REQUEST 1: According to the FLIC Festival page, what is the theme of the festival's 11th edition?
REQUEST 2: Copy word for word the stretch of the FLIC Festival page from "Each edition, the" through "lick your fingers.".
REQUEST 3: List every category into which the FLIC Festival page says the 40 selected books are organized.

[start of SOURCE TEXT]

Each edition, the FLIC Festival chooses a selection of books that are the soul of its programming. These are the books that form part of the FLIC’s Literary Experiences, a proposal for an experiential and artistic game that we program for both family and school audiences.

This year, the theme of the 11th edition of the festival is FICTIONS. You will find the 40 books of the selection organised in the following categories: Taste the fear, Adventure time, How fun!, and To lick your fingers. 




By Silvia Borando
Edited by Minibombo

A game of continuous chainings to have fun with fear and disgust. Several animals lurk. Will the reader dare to touch, hug, or kiss them? Whoever does it is warned. An album with an unexpected and provacative outcome that would be good to translate: fear has no boundaries.

[end of SOURCE TEXT]
[start of EXTRACTED ENTRIES]

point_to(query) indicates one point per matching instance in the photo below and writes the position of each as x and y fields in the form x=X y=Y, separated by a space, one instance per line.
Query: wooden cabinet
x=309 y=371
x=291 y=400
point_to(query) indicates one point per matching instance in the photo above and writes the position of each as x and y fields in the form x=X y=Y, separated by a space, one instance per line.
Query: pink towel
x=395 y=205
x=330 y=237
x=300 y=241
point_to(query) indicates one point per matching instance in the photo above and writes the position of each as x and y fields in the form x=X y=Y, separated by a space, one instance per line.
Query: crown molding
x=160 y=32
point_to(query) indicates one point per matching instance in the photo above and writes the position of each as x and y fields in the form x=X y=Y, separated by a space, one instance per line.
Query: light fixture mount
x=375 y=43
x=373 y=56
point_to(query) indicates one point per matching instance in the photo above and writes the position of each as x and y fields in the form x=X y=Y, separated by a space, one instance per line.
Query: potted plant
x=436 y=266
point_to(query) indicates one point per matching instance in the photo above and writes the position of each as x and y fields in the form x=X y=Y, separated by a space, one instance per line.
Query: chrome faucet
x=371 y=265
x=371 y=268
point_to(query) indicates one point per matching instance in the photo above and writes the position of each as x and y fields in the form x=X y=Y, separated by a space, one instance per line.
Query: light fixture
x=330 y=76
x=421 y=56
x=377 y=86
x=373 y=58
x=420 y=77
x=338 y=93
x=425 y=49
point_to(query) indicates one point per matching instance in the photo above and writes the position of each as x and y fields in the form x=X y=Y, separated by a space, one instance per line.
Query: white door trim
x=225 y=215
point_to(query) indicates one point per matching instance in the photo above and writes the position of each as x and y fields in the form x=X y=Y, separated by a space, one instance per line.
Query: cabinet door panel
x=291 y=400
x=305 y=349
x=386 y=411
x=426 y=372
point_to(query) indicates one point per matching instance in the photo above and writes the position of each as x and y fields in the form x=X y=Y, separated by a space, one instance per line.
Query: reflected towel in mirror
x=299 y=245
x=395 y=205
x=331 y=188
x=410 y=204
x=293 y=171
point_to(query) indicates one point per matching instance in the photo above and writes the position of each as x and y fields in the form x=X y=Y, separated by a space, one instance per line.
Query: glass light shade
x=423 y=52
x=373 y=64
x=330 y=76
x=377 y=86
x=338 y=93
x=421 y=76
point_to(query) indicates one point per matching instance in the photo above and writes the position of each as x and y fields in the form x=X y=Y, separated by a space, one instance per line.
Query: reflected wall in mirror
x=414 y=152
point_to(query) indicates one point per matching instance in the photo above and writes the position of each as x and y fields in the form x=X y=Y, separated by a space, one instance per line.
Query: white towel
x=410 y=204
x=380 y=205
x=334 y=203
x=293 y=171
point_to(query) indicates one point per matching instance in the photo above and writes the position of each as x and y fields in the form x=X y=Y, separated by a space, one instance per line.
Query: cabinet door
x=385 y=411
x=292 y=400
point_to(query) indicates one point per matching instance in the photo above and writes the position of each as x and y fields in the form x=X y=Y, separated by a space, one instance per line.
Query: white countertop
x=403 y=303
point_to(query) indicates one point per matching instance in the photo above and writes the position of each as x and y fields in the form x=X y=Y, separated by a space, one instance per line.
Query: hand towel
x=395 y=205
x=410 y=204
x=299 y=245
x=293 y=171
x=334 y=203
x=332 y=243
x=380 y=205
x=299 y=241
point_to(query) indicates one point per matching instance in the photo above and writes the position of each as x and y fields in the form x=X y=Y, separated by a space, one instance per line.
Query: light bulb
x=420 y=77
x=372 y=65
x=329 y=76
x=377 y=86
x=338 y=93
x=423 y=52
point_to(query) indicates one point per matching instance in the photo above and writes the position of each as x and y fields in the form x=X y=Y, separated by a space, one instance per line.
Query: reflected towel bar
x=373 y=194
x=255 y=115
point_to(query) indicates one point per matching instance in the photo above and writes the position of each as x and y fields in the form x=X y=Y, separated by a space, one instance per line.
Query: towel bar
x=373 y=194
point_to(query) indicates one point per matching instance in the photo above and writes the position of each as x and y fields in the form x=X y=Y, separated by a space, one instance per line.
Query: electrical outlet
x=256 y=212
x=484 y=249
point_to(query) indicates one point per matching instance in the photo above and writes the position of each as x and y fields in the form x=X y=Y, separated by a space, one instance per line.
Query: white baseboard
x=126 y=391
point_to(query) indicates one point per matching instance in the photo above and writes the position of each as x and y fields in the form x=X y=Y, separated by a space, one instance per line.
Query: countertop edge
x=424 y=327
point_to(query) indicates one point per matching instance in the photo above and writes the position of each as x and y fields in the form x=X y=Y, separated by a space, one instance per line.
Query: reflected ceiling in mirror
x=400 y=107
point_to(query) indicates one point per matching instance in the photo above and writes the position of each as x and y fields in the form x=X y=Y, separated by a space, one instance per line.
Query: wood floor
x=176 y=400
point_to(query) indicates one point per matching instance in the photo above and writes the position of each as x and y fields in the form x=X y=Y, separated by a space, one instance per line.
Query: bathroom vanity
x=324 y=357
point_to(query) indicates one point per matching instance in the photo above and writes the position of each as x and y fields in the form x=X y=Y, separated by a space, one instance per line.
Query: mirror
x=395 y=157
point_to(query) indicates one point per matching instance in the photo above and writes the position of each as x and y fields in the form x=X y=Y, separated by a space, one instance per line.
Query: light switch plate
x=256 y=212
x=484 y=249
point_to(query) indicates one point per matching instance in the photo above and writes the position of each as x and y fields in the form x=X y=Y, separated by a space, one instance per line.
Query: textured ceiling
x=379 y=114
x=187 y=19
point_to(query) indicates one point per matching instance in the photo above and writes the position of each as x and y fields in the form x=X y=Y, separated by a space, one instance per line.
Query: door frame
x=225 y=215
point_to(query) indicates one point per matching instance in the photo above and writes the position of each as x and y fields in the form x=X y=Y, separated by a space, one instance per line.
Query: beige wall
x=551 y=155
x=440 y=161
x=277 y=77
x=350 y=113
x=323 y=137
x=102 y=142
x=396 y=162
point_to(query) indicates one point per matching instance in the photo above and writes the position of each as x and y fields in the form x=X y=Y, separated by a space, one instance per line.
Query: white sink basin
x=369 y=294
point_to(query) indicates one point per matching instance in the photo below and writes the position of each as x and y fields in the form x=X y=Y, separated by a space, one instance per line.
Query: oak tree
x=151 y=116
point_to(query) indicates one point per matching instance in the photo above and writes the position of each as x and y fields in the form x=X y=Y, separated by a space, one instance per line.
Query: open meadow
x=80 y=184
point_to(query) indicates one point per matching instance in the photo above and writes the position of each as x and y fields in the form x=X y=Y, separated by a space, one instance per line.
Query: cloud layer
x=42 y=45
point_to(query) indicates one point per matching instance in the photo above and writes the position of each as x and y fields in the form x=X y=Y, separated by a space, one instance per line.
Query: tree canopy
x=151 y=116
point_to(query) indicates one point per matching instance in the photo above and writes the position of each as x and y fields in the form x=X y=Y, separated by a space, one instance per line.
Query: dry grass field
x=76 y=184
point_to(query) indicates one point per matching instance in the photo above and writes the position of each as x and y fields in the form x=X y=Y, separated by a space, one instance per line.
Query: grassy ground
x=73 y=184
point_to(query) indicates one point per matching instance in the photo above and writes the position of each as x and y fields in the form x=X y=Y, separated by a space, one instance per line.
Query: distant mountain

[end of EXTRACTED ENTRIES]

TASK ANSWER 1: FICTIONS

TASK ANSWER 2:
Each edition, the FLIC Festival chooses a selection of books that are the soul of its programming. These are the books that form part of the FLIC’s Literary Experiences, a proposal for an experiential and artistic game that we program for both family and school audiences.

This year, the theme of the 11th edition of the festival is FICTIONS. You will find the 40 books of the selection organised in the following categories: Taste the fear, Adventure time, How fun!, and To lick your fingers.

TASK ANSWER 3:
Taste the fear
Adventure time
How fun!
To lick your fingers